Saved entries
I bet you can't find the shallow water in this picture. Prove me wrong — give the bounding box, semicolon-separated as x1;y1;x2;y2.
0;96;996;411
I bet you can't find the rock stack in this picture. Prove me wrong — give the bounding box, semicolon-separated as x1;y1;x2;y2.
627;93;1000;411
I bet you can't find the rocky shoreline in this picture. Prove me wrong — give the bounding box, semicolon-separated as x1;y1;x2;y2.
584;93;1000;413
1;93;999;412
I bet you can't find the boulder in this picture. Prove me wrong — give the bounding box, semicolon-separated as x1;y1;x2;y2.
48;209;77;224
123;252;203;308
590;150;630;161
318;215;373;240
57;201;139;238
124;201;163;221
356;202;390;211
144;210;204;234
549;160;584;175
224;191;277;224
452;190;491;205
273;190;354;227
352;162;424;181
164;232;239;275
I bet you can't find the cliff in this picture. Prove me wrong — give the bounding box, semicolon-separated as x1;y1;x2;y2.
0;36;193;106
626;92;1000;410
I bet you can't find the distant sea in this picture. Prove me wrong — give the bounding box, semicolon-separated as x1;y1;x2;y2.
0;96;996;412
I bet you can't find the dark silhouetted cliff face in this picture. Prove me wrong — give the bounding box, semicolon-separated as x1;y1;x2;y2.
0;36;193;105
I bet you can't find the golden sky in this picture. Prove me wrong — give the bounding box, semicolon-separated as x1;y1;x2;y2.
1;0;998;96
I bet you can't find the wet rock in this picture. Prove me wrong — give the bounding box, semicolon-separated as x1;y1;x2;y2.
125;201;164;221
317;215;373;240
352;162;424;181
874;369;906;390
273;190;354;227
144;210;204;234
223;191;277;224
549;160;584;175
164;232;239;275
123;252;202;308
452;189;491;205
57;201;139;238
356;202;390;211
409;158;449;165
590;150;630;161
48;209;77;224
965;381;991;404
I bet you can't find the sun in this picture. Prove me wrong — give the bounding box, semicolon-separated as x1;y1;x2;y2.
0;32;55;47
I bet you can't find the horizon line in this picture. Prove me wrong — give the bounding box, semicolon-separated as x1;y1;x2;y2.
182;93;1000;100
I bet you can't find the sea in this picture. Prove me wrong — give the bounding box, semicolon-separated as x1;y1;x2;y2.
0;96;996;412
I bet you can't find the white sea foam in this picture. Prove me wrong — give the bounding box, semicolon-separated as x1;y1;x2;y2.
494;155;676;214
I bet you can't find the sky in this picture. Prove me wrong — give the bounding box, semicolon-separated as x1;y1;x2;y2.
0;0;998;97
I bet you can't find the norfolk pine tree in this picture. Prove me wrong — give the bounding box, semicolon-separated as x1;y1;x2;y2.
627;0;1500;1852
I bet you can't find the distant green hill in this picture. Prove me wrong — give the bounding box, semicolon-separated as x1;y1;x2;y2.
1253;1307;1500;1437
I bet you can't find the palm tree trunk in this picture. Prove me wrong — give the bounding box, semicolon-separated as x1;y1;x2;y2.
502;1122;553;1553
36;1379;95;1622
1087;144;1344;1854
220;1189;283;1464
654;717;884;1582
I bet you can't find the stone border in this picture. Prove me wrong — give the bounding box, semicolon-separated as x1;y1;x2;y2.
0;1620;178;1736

What you need to do
Repeat the data in its entirety, exactly as written.

Exercise result
I bet you can't find the shallow water in this picture. Prove me wrong — give the bounding box, semicolon-separated as x1;y1;x2;y2.
0;96;996;411
I bet you can't find the rock stack in this picture. Prove me wrong — give the bounding box, semicolon-separated as x1;y1;x2;y2.
627;93;1000;411
I bet you can't find the rocky shoreline in this picture. Prove me wrong — give the bounding box, semicolon-separated as x1;y1;x2;y2.
584;93;1000;413
1;93;999;412
I bet you can't find the boulder in this picture. Prove me wrong — give the bounding box, semicolon-separated as x1;y1;x2;y2.
48;209;77;224
123;252;203;308
590;150;630;161
318;215;373;240
57;201;139;238
124;201;163;221
356;202;390;211
144;210;204;234
549;160;584;175
224;191;277;224
452;190;491;205
273;190;354;227
352;162;424;181
164;232;239;275
I bet you can't find the cliff in this picture. Prove me wrong — give the bounding box, semicolon-separated as x1;y1;x2;y2.
0;36;193;106
626;92;1000;410
I bet you can't find the distant sea in this picture. Prove me wrong — give the bounding box, semicolon-separated as x1;y1;x2;y2.
0;96;996;412
I bet you can't find the dark silhouetted cliff face in this picture. Prove me wrong — give the bounding box, semicolon-separated as x1;y1;x2;y2.
0;36;193;105
I bet you can't find the golden sky in this picture. Prove me wrong — give the bounding box, semicolon-separated as x1;y1;x2;y2.
1;0;998;96
I bet you can't find the wet rock in this picture. Prove me wrong — give the bounding box, semicolon-separated as x1;y1;x2;y2.
125;201;164;221
317;215;373;240
352;162;424;181
874;369;906;390
273;190;354;227
144;210;204;234
223;191;277;224
549;160;584;175
164;232;239;275
123;252;202;308
452;189;491;205
57;201;139;238
356;202;390;211
409;158;449;165
590;150;630;161
48;209;77;224
965;381;991;404
I bet you can't find the sun in this picture. Prove me wrong — give the bounding box, semicolon-separated as x1;y1;x2;y2.
0;32;55;47
I bet you can't find the horizon line in this picture. Prove me wrong — give the bounding box, semicolon-separated as x1;y1;x2;y2.
182;93;1000;100
I bet you can't find the sea in this picture. Prove me wrong — give the bounding box, semicolon-separated as x1;y1;x2;y2.
0;96;996;412
I bet you can't find the white sea foam in this picture. Prove me wrong — give the bounding box, semicolon-separated as x1;y1;x2;y2.
494;155;676;214
I bet you can't find the sky in this picture. Prove me wrong — give the bounding box, semicolon-separated as x1;y1;x2;y2.
0;0;998;97
I bet you can't find the norfolk pine tree in this picture. Prove me wrong — give the bounding box, semicolon-separated as x1;y1;x2;y2.
627;0;1500;1852
I bet you can't find the distant green hill in this picture. Prove me wrong — give the bounding box, semicolon-separated as x1;y1;x2;y2.
1253;1307;1500;1437
I bet you can't find the palm tree trunk in this picture. Prove me wrong — give the bounding box, semicolon-separated as x1;y1;x2;y2.
502;1122;553;1553
36;1379;95;1622
1087;144;1344;1854
220;1189;283;1464
654;717;884;1582
I bet you can't find the stone border in this picture. Prove me wrong — give the bounding box, semicolon-separated as x1;y1;x2;y2.
0;1620;178;1736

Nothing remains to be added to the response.